> _Goal_
Copy the items below verbatim, starting at the line that contains "of the decorative" and ending with the last line of the items.
#### Data shown
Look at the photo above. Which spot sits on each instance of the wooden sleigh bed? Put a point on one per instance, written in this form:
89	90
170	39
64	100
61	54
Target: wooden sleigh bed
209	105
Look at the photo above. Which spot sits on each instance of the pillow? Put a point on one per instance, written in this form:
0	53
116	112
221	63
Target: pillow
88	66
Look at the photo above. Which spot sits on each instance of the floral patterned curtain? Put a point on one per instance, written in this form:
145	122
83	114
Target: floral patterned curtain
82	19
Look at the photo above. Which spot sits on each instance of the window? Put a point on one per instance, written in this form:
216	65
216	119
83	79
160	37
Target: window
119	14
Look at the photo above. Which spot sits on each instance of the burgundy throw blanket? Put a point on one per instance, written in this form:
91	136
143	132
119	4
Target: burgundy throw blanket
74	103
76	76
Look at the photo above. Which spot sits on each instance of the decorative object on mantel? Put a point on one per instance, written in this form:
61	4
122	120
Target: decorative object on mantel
########
> _Full solution_
Look at the photo above. Which spot sits on each instance of the decorative object on mantel? Put a point on one per instance, written in this form:
61	4
122	120
Target: decorative object on mantel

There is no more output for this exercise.